◆ Arbeitsauftrag 1 ◆
Nennen Sie alle Gruppen von Akteuren, die der Text über strategische Unternehmensplanung ausdrücklich aufzählt.
◆ Arbeitsauftrag 2 ◆
Setzen Sie den Text über strategische Unternehmensplanung nach seinem letzten Satz mit dem nächsten Abschnitt fort.

◆ Vorliegender Text ◆
☆ ☆ ☆

Außerdem müssen Sie die Erwartungen und Bedürfnisse einer ganzen Reihe von Akteuren verstehen, seien es Kunden, Aktionäre, Beschäftigte oder Aufsichtsbehörden. Mit diesem Wissen können Sie die Bedürfnisse dieser Interessengruppen in Ihre Planung einbeziehen und Strategien entwickeln, die mit ihren Erwartungen in Einklang stehen.

Nur wenn Sie das interne und externe Umfeld Ihres Unternehmens verstehen, können Sie die Zukunft besser vorhersehen und effektiver planen, Wachstumschancen erkennen und Strategien entwickeln, die dem konkreten Kontext Ihres Unternehmens angemessen sind. Dazu müssen Sie Informationen über Ihr Unternehmen und den weiteren Kontext sammeln und auswerten.

Was macht strategisches Denken so wertvoll?

☆ ☆ ☆

[Datensatzeinträge]
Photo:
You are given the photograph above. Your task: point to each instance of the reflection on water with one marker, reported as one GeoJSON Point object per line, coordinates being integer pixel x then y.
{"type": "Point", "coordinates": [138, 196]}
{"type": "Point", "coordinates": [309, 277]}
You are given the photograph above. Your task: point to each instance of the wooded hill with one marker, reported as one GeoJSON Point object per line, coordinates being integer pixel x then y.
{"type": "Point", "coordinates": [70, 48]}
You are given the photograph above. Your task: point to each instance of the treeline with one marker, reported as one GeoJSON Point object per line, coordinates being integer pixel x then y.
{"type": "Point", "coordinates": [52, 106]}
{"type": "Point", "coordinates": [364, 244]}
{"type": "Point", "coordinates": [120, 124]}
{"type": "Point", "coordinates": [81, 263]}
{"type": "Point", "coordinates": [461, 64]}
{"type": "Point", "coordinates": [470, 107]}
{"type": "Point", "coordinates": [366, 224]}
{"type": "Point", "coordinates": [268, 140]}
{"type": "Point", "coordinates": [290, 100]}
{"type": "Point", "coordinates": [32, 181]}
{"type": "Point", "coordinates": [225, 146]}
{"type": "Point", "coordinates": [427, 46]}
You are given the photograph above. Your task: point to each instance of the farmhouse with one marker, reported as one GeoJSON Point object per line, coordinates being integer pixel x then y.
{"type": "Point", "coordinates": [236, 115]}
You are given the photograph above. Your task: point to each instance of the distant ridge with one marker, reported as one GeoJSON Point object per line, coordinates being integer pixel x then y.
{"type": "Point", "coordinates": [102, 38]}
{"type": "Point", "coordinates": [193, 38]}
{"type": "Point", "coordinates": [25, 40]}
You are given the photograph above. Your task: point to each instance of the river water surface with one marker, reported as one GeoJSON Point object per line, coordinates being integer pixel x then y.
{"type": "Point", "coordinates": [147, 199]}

☆ ☆ ☆

◆ Lösung 1 ◆
Kunden, Aktionäre, Beschäftigte, Aufsichtsbehörden

◆ Lösung 2 ◆
Strategisches Denken wäre überflüssig, wenn die Wirtschaft gütig, stabil und berechenbar wäre. Das ist sie natürlich nicht. Sie wird mit immer härteren Bandagen umkämpft und es steht viel auf dem Spiel. Die richtigen Strategien zu finden, um erfolgreich zu sein und es auch zu bleiben, ist eine große Aufgabe, und Führungskräfte müssen ihr Unternehmen durch zunehmend turbulente Gewässer steuern. Die Kombination aus hohem Einsatz und schwierigem Umfeld macht strategisches Denken so wichtig.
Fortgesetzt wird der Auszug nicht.